* Excerto selecionado
·····
Aeroporto no Montijo, um erro crasso?
- É preciso ter a coragem de mandar executar uma Avaliação Estratégica Ambiental para definir a mais correcta localização para um aeroporto definitivo de que Lisboa precisa. O tráfego aéreo não voltará a ser o mesmo, irá em decrescendo; no Japão já rolam comboios a 600 km/hora, sem poluição alguma, o futuro vem aí sem muitos aviões. A urgência de um novo aeroporto afigura-se menos premente agora – continuar a insistir na opção Montijo é um erro crasso. Acresce que a zona em questão é um local de grande presença da avifauna. Ora já várias vezes se registou a entrada de aves para os motores de aviões e em caso de aproximação à pista podem acontecer situações fatais.

- O Governo e os demais poderes instituídos estão a assumir uma tremenda responsabilidade pelos acidentes que venham a ocorrer no Montijo se esta opção de aeroporto for por diante. E perante a Europa, que cada vez mais se preocupa com o Ambiente e a Conservação da Natureza, a construção dum aeroporto internacional no estuário do Tejo dará de Portugal uma péssima imagem. Haja a coragem – porque sabemos que é necessária coragem – para romper com possíveis compromissos que amarram o Governo a uma opção por motivos meramente comerciais e dos interesses de uma empresa hegemónica.

Da ignissilva à floresta nativa
- A situação da gestão florestal complica-se de ano para ano, e são investidos milhões e milhões de euros todos os anos para tentar reparar os estragos que resultaram, pura e simplesmente, de terem sido desmantelados os Serviços Florestais e a estrutura implantada no território, como existe em praticamente todo o mundo, com administrações florestais e postos e casas de guardas florestais. Reconhecer que foi errado é honroso, pois além de ter sido uma sujeição à indústria da celulose e aos promotores da eucaliptação (que se baseou numa espécie  invasora, cuja expansão se fez sem critério seguro, não favorável à biodiversidade e inibidora do desenvolvimento da flora autóctone), foi uma decisão profundamente lesiva do interesse nacional – reconhecer isso seria um passo de grande dignidade que o Governo poderia dar para preparar de vez uma solução para futuro, face ao desastre que está a ser a gestão e a defesa das áreas florestais.
·····
* Dados em estudo
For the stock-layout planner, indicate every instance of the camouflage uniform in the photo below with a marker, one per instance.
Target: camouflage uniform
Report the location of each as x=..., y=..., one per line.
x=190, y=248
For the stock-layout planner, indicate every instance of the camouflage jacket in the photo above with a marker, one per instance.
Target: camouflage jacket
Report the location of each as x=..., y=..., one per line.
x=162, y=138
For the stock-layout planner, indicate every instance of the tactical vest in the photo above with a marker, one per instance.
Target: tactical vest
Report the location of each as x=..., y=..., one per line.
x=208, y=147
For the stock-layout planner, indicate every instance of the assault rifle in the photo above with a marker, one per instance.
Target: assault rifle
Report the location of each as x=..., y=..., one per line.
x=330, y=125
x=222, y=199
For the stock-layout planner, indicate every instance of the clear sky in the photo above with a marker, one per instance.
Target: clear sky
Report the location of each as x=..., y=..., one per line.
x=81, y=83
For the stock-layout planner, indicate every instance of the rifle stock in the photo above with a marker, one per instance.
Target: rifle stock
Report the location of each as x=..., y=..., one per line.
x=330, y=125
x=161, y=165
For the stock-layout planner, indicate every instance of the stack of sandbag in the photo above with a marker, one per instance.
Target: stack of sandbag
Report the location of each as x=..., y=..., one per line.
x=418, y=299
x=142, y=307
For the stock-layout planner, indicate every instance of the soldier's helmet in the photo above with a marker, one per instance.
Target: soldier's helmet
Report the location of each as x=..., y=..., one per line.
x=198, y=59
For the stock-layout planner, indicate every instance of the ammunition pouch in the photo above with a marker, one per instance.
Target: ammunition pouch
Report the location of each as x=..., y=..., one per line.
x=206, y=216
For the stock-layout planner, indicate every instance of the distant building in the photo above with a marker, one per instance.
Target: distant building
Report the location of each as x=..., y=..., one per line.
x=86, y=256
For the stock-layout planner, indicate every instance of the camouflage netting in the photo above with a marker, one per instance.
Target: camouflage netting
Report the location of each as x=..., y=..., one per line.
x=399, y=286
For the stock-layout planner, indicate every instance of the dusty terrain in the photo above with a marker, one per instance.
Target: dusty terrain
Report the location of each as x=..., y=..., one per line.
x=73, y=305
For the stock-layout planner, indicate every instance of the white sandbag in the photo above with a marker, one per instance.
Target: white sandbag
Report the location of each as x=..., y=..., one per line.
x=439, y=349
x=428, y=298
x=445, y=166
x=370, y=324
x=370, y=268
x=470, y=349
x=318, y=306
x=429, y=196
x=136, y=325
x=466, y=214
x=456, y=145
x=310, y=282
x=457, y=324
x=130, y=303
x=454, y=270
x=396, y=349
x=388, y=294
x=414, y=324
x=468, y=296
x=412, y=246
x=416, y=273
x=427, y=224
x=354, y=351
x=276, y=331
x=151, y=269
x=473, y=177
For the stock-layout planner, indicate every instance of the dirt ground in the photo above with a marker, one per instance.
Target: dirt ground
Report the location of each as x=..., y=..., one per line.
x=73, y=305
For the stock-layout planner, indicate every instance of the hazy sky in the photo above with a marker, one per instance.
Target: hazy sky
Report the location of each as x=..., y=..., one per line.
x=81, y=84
·····
* Trabalho pedido
1) Responda a cada pergunta sobre o texto acerca do aeroporto do Montijo e da gestão florestal.
(a) A que velocidade já rolam comboios no Japão?
(b) Que presença marca fortemente a zona do Montijo?
(c) O que foi desmantelado, segundo a parte sobre a floresta?
2) Retome o texto sobre o aeroporto do Montijo e a gestão florestal a partir do ponto em que termina.

* Respostas dadas
1)
(a) A 600 km/hora.
(b) A avifauna.
(c) Os Serviços Florestais e a estrutura implantada no território.

2)
- Agora que as autoridades lançam um Programa de Transformação da Paisagem, chegou a hora de reconhecer o papel nefasto da «ignissilva», uma «floresta» assente em duas espécies grandemente vulneráveis ao fogo e amontoadas em territórios extensíssimos e em realidade quase sempre ao abandono. É necessário caminhar para a reconstituição gradual e faseada de largos trechos de floresta autóctone, assente em espécies nativas, com destaque para o sobreiro e para diversos tipos de carvalho, com rendimentos que podem ser superiores aos de outras espécies mais inflamáveis. Esse ressurgimento florestal nativo terá consequências positivas também no domínio da água, da resistência à desertificação, da qualidade de vida, do turismo equilibrado, que são monetariamente incalculáveis mas reais. Essa orientação deverá constituir um dos eixos de qualquer política destinada ao interior, juntamente e em simbiose com o renascimento da actividade agrícola de qualidade e ambientalmente não agressiva, o que lamentavelmente é quase sempre silenciado e marginalizado face a programas que não conseguem conceber o interior senão como uma réplica envergonhada das zonas mais urbanizadas e industrializadas.

- Grande parte do abandono do interior português e, de modo geral, do mundo rural, deve-se a não ter sido implementado o devido apoio à pequena e média agricultura, tendo sido extintos os serviços de Extensão Rural que poderiam ter criado o incentivo para a chegada de novos agricultores; ninguém mais se interessou de forma empenhada pela valorização da investigação e da experimentação agrícolas que são indispensáveis à revitalização do sector agroflorestal ameaçado pelas alterações climáticas, como temos esperado em vão de um Governo que se quer democrático e progressista.

Os signatários propõem às autoridades e à sociedade portuguesas estas pistas e orientações, como um contributo para tornar Portugal um país mais universalista, ambientalmente mais equilibrado e saudável, no qual seja possível atenuar e superar as circunstâncias que levaram às fragilidades e incapacidades reveladas pela actual crise sanitária.